▶ [Problem to solve]: Return the material exactly as supplied, apart from the pictures, which are omitted.

[Image point annotation entries]
-=-=-=-=-
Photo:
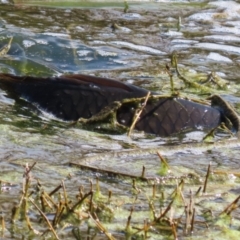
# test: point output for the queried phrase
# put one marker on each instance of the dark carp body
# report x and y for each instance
(79, 96)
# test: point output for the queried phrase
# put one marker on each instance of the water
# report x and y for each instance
(55, 41)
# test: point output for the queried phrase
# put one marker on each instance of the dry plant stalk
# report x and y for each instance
(101, 227)
(45, 218)
(232, 206)
(138, 113)
(206, 179)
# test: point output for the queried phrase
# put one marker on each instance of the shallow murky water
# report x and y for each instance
(133, 47)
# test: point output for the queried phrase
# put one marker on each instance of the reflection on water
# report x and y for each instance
(54, 41)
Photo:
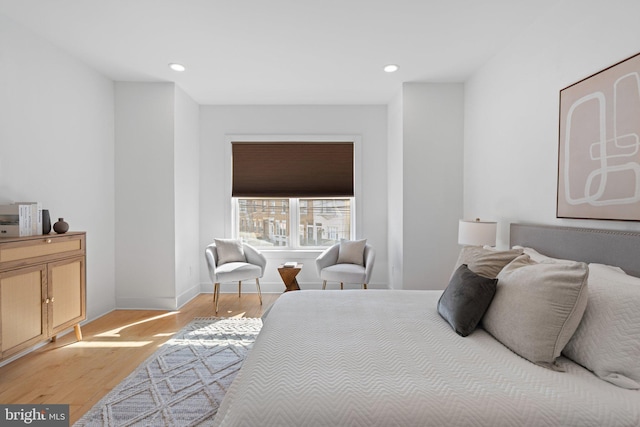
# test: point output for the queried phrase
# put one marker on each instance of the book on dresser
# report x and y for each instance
(20, 219)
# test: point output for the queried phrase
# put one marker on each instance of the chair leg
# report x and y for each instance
(216, 295)
(259, 293)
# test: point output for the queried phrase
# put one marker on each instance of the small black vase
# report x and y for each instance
(46, 222)
(61, 226)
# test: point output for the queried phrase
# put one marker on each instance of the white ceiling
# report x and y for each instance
(281, 51)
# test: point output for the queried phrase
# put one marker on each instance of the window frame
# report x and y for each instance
(293, 221)
(231, 215)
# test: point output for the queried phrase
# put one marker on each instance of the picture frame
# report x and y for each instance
(599, 145)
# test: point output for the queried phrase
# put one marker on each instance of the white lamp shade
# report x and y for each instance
(477, 233)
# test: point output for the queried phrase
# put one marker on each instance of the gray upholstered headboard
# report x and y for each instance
(619, 248)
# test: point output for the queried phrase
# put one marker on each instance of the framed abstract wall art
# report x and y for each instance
(599, 145)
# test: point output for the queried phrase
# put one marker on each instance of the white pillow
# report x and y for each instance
(538, 257)
(537, 307)
(485, 262)
(229, 250)
(351, 252)
(607, 341)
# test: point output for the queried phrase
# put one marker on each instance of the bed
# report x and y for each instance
(389, 358)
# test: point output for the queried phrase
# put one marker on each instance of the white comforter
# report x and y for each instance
(386, 358)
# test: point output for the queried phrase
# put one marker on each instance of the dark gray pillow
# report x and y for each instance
(466, 299)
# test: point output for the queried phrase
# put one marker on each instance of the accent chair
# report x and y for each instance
(346, 262)
(230, 260)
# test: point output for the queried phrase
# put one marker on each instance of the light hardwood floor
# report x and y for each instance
(81, 373)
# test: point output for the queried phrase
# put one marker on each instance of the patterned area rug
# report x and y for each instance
(183, 382)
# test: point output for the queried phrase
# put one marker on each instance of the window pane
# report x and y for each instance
(324, 222)
(264, 222)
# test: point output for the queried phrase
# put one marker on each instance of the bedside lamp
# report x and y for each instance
(477, 233)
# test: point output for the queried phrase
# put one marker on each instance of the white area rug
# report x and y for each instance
(183, 382)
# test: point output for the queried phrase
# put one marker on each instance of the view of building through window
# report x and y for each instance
(309, 222)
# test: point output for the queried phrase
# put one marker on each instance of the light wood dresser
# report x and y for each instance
(42, 289)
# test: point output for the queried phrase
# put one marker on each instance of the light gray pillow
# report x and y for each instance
(607, 341)
(485, 262)
(351, 252)
(229, 250)
(537, 307)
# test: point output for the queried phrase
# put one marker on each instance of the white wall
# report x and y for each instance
(432, 141)
(56, 146)
(187, 197)
(511, 110)
(144, 183)
(369, 122)
(395, 191)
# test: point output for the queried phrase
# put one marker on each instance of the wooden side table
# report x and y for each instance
(288, 275)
-=-=-=-=-
▶ [Correct result]:
Photo:
# test: point output for the queried phrase
# put one marker on each instance of the dark carp body
# report x and y for each instance
(79, 96)
# test: point output for the queried phrase
# put one marker on each instance of the water
# report x and y for each instance
(55, 41)
# test: point output for the queried phrase
# put one marker on each instance of the dry plant stalk
# report x and y for each instance
(101, 227)
(45, 218)
(232, 206)
(138, 113)
(206, 179)
# test: point output for the queried phrase
# put one marker on each instance of the shallow murky water
# report x and y for each instance
(133, 47)
# test: point output for the queried phrase
# put one marker on each instance of the reflection on water
# report x and y for each instance
(54, 41)
Photo:
# test: point output for the queried phrase
# put one marker on each instance of the book on dresser
# report x and y for each instance
(20, 219)
# test: point output for the queried phrase
# put one marker on each instance of the chair leg
# report x and y for each instance
(216, 295)
(259, 293)
# test: point output for the queried phrase
# put one marker on each instance of the small black vase
# report x and y for each instance
(46, 222)
(61, 226)
# test: point output for the queried phrase
# put one marker on each instance of the white ceiling
# report x and y for each instance
(281, 51)
# test: point output for the queried phrase
# put one marker on each instance of the window frame
# report x and y for each instance
(293, 221)
(231, 215)
# test: point output for the queried phrase
# put one marker on each instance of the picture frame
# report x and y for each instance
(599, 145)
# test: point output for the queried phrase
# put one marker on each instance of the white lamp shade
# report x and y for each instance
(477, 233)
# test: point output for the queried phrase
# put one marker on each instance of the gray upholstered headboard
# report x and y for each instance
(619, 248)
# test: point output for the queried phrase
# put one marker on each instance of the framed abstract wall art
# report x and y for each instance
(599, 145)
# test: point output for the queried phrase
# put one marker on each instance of the white pillow
# report x and y for each instance
(538, 257)
(537, 307)
(485, 262)
(229, 250)
(351, 252)
(607, 341)
# test: point output for the queried phrase
# put one marker on each instance of the bed
# report x and y for each instance
(389, 358)
# test: point output for the queried phrase
# put one marker on each instance of the white comforter
# report x and y for each instance
(386, 358)
# test: point output for the queried phrase
# put one marker on each instance of the dark gray pillow
# report x and y for each instance
(466, 299)
# test: point output for the queried phrase
# put one marker on each instance of the accent chair
# report x and y for each instance
(346, 262)
(230, 260)
# test: point output for the queried phrase
# put one marker on each instance of the light hardwood floor
# report x and y for each instance
(81, 373)
# test: point output for the queried phrase
# put one marker on each instance of the patterned area rug
# report x and y for each instance
(183, 382)
# test: point output for the queried phrase
# put one marker on each instance of the window pane
# report x and y for each instance
(324, 222)
(264, 222)
# test: point output for the queried phrase
# put one marker on each instance of the bedside lamp
# report x and y for each instance
(477, 233)
# test: point output for the queried phrase
# put one marker on each instance of the white area rug
# report x and y for each instance
(183, 382)
# test: point output for the queried phrase
# put one marker on each instance of the view of building through window
# report x and y for each instance
(309, 222)
# test: point output for the queried phrase
# put one marker on each instance of the light wood dresser
# report x and y for each instance
(42, 289)
# test: point output for the queried phrase
# put one marker on each instance of the light gray pillow
# report x and y for each instance
(607, 341)
(485, 262)
(351, 252)
(229, 250)
(537, 307)
# test: point output for the queried phrase
# put one marker on each instance of the white wall
# report x and y for each instance
(432, 141)
(56, 146)
(187, 197)
(511, 110)
(144, 183)
(369, 122)
(395, 191)
# test: point output for the queried phrase
# put one marker on each instance of the wooden side table
# report x and y for each instance
(288, 275)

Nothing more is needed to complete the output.